(DATA FOR THIS TASK begins)

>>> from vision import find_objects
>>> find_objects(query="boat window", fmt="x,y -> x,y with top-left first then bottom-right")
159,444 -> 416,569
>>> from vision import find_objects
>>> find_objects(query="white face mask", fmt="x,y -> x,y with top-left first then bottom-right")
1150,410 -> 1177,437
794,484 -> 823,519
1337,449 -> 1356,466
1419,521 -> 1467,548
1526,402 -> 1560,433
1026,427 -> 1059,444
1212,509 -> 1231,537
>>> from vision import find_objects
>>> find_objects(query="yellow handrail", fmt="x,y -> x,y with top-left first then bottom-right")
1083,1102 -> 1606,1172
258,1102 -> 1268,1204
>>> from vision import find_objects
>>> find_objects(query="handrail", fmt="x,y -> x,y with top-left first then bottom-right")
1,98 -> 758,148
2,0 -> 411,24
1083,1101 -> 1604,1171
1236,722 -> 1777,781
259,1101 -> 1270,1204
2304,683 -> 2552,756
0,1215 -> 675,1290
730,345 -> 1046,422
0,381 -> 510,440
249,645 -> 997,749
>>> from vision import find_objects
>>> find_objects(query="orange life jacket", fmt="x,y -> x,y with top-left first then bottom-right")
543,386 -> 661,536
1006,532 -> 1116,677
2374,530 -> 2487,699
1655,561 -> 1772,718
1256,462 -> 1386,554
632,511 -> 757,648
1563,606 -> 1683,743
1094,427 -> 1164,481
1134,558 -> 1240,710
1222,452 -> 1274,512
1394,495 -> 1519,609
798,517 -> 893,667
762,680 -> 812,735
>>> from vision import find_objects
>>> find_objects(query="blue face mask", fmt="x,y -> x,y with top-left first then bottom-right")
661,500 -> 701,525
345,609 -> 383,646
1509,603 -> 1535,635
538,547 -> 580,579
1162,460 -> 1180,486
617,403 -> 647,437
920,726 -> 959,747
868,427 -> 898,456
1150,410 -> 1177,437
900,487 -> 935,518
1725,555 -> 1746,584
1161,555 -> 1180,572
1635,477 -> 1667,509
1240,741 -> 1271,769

(DATA FOR THIS TASK ends)

Output the whole listing again, keeping every line identical.

» **PROBLEM SOLUTION**
>>> from vision import find_objects
>>> find_objects(query="boat window", fmt="x,y -> x,y with top-left first then bottom-right")
159,444 -> 416,569
>>> from vision import find_objects
>>> find_objects(query="white face mask", fmt="x,y -> x,y with top-left first then bottom-right")
1150,410 -> 1177,437
794,484 -> 823,519
1337,449 -> 1356,466
1419,521 -> 1467,548
1526,402 -> 1560,433
1026,427 -> 1059,444
1212,509 -> 1231,537
>>> from vision import find_objects
>>> find_objects(query="yellow handrail", fmt="x,y -> x,y with top-left first then bottom-right")
1083,1102 -> 1606,1172
258,1102 -> 1268,1204
>>> from vision import find_objects
>>> find_objects(query="handrail", fmt="x,y -> x,y with top-left first then bottom-right")
1,98 -> 758,148
2,0 -> 411,24
1083,1101 -> 1604,1171
1236,722 -> 1777,781
259,1101 -> 1270,1204
2304,683 -> 2552,756
0,1215 -> 675,1290
730,345 -> 1046,422
0,381 -> 510,440
249,645 -> 997,749
>>> from vision import find_objects
>>> find_objects(query="orange life jacket", fmt="x,y -> x,y with top-left first then bottom-right")
543,386 -> 661,536
1006,532 -> 1116,677
2374,530 -> 2487,699
1655,561 -> 1772,718
1256,462 -> 1386,554
632,511 -> 757,648
1563,606 -> 1683,743
1094,427 -> 1164,481
1134,558 -> 1240,710
1222,452 -> 1274,512
1394,495 -> 1519,609
798,517 -> 893,667
762,680 -> 812,735
>>> from vision import find_objects
>>> find_objects(query="blue face mask", fmt="x,y -> x,y with top-left first then bottom-right")
661,500 -> 701,525
345,609 -> 383,646
1509,603 -> 1535,635
538,547 -> 580,579
1162,460 -> 1180,486
617,403 -> 647,437
920,726 -> 959,747
868,427 -> 898,456
1150,410 -> 1177,437
900,487 -> 935,518
1725,555 -> 1746,584
1161,555 -> 1180,572
1635,477 -> 1667,509
1240,741 -> 1271,769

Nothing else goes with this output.